==== Extracted material ====

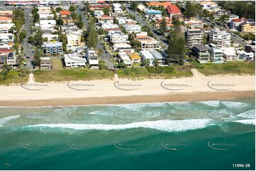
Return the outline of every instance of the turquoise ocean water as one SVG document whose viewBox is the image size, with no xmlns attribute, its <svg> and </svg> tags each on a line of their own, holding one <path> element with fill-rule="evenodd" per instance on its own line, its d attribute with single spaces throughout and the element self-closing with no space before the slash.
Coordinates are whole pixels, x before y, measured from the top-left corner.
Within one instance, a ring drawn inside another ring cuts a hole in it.
<svg viewBox="0 0 256 171">
<path fill-rule="evenodd" d="M 0 170 L 255 170 L 255 105 L 1 107 Z"/>
</svg>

====

Please reproduce every line of these records, requests included, with each number in the answers (the viewBox values and path coordinates) multiplied by 1.5 and rounded to a whole number, halves going up. Omit the pictures from your answer.

▶ [Solution to this problem]:
Return the outline of every instance of the turquoise ocean water as one SVG document whose viewBox is the image size, with no xmlns attribute, its <svg> and </svg> tags each on a line of their own, holding one <path> element with fill-rule="evenodd" per instance on its own line, its d attribute with single spaces throughout and the element self-closing with no space before the slash.
Coordinates are whole pixels, x before y, measured from the top-left corner.
Within one instance, a ring drawn inside another ring cuts a hole in it.
<svg viewBox="0 0 384 257">
<path fill-rule="evenodd" d="M 0 255 L 383 255 L 383 158 L 2 161 Z"/>
</svg>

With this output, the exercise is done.